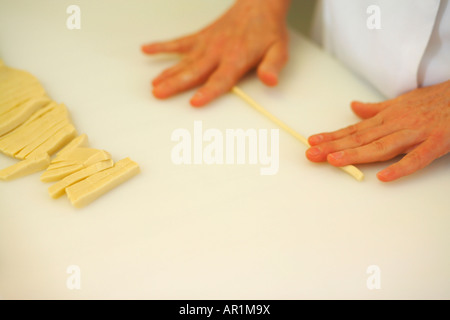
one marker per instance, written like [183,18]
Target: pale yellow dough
[25,167]
[58,189]
[89,189]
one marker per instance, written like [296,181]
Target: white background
[206,232]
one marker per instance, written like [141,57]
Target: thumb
[367,110]
[272,63]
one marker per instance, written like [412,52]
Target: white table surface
[199,231]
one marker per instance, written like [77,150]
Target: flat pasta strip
[16,117]
[25,167]
[89,189]
[59,188]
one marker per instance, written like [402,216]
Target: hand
[416,124]
[250,33]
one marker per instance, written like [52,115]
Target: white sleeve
[389,57]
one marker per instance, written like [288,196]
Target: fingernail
[160,91]
[337,155]
[314,152]
[316,139]
[197,99]
[383,175]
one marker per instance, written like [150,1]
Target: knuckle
[357,139]
[380,146]
[352,129]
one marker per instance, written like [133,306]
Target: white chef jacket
[411,49]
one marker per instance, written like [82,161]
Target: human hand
[250,33]
[416,124]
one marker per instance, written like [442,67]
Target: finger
[192,75]
[353,129]
[368,110]
[417,159]
[380,150]
[220,82]
[181,45]
[319,152]
[273,62]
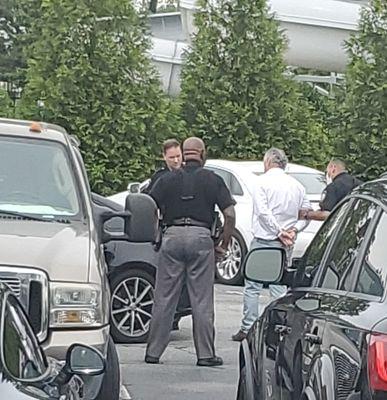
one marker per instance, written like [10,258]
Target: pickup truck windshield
[36,178]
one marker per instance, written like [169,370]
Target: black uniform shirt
[191,192]
[342,185]
[155,177]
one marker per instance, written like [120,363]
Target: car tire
[132,296]
[229,271]
[110,388]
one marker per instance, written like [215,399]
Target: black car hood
[10,390]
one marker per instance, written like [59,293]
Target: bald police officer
[340,183]
[188,198]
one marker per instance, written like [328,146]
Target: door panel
[292,342]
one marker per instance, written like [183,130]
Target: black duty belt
[186,221]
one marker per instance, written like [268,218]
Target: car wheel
[110,388]
[131,305]
[229,271]
[244,391]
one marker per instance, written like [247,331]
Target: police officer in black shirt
[340,184]
[173,159]
[188,198]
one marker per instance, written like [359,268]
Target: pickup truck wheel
[110,388]
[131,305]
[229,271]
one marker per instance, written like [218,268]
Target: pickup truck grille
[13,283]
[30,285]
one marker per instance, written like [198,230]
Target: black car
[326,338]
[132,274]
[25,372]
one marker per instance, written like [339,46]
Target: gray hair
[276,156]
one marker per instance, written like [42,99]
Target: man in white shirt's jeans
[277,200]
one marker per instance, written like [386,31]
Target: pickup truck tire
[229,271]
[131,305]
[110,388]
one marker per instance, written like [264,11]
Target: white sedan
[239,177]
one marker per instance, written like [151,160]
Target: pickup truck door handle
[312,339]
[282,329]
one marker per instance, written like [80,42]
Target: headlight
[75,305]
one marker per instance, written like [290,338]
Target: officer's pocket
[205,242]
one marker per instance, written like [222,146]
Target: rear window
[313,183]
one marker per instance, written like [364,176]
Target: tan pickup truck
[51,241]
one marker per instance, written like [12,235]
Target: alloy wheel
[131,306]
[230,266]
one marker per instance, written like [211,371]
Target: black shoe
[238,337]
[151,360]
[175,326]
[210,362]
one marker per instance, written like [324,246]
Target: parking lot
[178,377]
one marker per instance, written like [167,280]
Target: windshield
[313,183]
[36,178]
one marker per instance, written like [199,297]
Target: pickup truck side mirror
[134,187]
[265,265]
[141,221]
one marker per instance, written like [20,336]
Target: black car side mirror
[265,265]
[84,360]
[81,360]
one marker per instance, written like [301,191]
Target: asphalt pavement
[178,377]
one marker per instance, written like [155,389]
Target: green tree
[5,104]
[362,137]
[90,72]
[16,18]
[235,92]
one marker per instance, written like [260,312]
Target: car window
[21,353]
[36,177]
[339,265]
[315,252]
[373,271]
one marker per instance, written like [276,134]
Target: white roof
[257,166]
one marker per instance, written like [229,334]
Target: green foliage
[362,139]
[89,69]
[6,108]
[234,91]
[16,18]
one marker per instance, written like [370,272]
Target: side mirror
[265,265]
[134,187]
[143,224]
[84,360]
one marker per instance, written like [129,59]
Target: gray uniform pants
[187,256]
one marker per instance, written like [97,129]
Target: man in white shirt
[277,200]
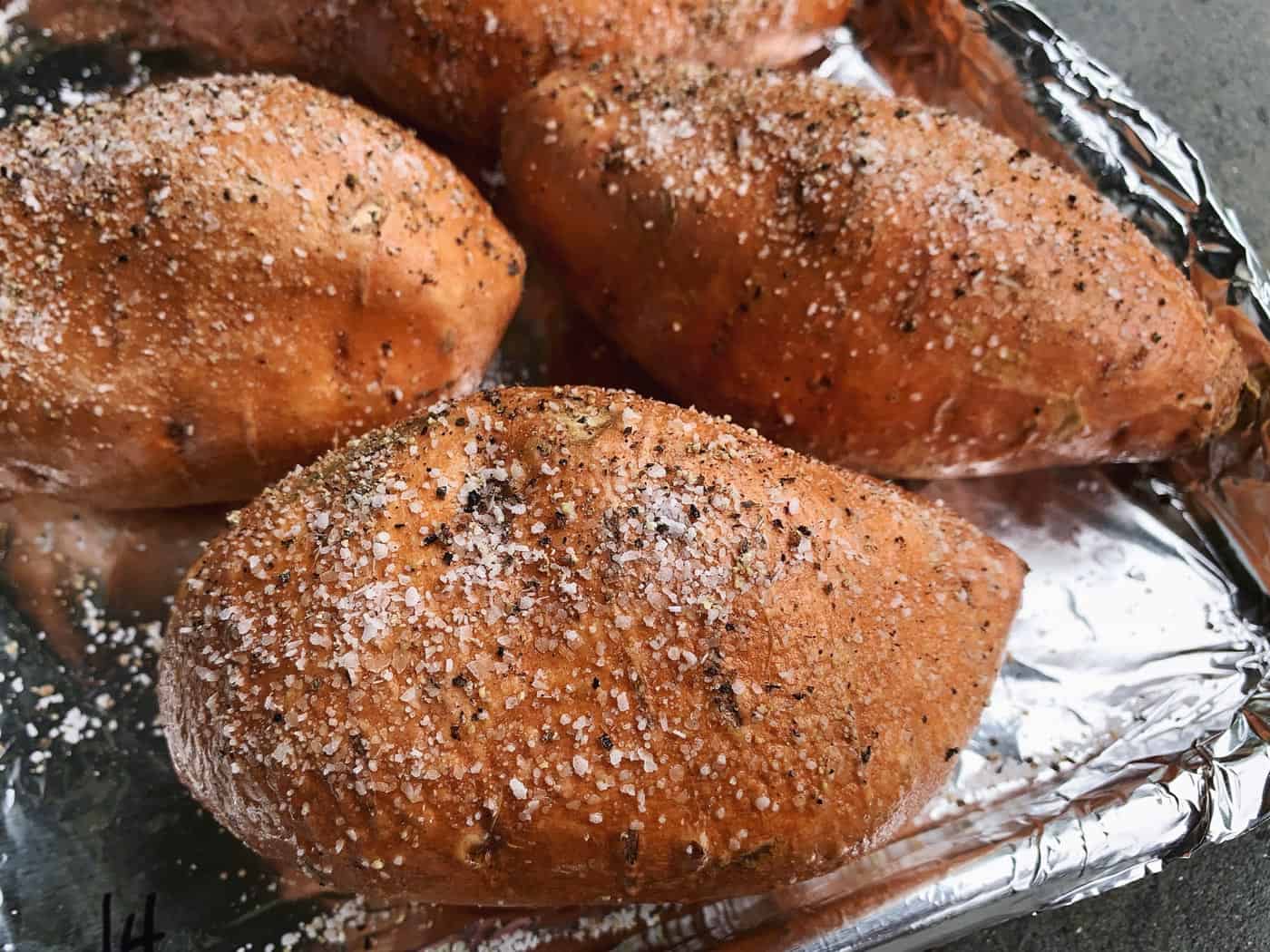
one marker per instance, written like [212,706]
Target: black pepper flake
[630,847]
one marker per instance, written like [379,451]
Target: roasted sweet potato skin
[450,67]
[554,646]
[210,282]
[870,281]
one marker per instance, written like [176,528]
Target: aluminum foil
[1129,727]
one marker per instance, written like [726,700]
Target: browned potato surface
[450,65]
[207,283]
[548,646]
[873,282]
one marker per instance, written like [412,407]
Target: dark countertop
[1202,63]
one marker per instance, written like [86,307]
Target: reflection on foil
[1130,724]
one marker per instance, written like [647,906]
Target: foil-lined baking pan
[1130,725]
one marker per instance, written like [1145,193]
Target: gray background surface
[1206,66]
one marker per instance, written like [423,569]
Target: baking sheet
[1130,724]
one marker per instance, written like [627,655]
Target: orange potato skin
[211,282]
[555,646]
[873,282]
[450,66]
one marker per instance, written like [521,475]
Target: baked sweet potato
[448,66]
[210,282]
[549,646]
[866,279]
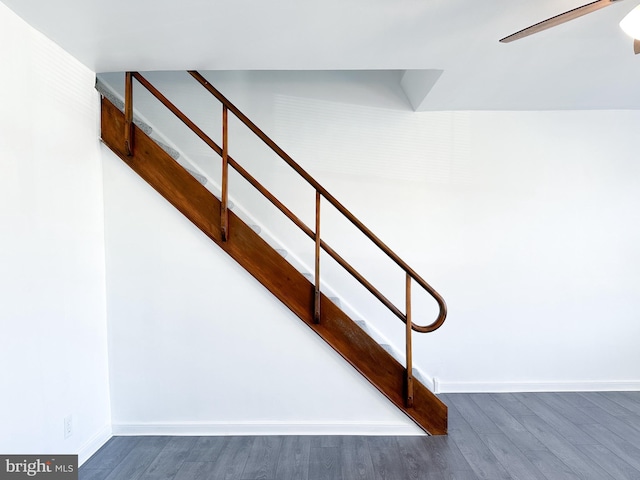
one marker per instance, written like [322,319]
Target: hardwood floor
[544,436]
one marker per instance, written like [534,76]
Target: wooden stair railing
[177,186]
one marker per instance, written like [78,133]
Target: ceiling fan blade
[559,19]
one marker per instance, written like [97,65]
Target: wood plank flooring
[523,436]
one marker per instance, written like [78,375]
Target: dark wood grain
[463,455]
[267,266]
[558,20]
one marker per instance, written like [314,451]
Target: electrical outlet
[68,426]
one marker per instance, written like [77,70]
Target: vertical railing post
[409,353]
[316,314]
[128,113]
[224,211]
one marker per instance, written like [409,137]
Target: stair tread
[268,267]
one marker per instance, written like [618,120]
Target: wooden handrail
[442,314]
[320,192]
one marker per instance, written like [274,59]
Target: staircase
[156,164]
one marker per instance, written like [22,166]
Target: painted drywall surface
[53,316]
[525,221]
[197,346]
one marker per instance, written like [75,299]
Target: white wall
[53,355]
[197,346]
[525,221]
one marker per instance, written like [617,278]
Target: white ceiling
[585,64]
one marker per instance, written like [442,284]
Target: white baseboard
[507,387]
[93,445]
[266,428]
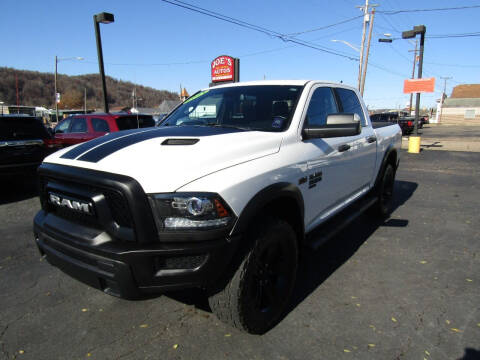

### What the task asks
Extract every line from the items above that contains the word "gray". Case counts.

### Result for this exercise
Target: gray hair
Target: gray uniform pants
Target: gray background surface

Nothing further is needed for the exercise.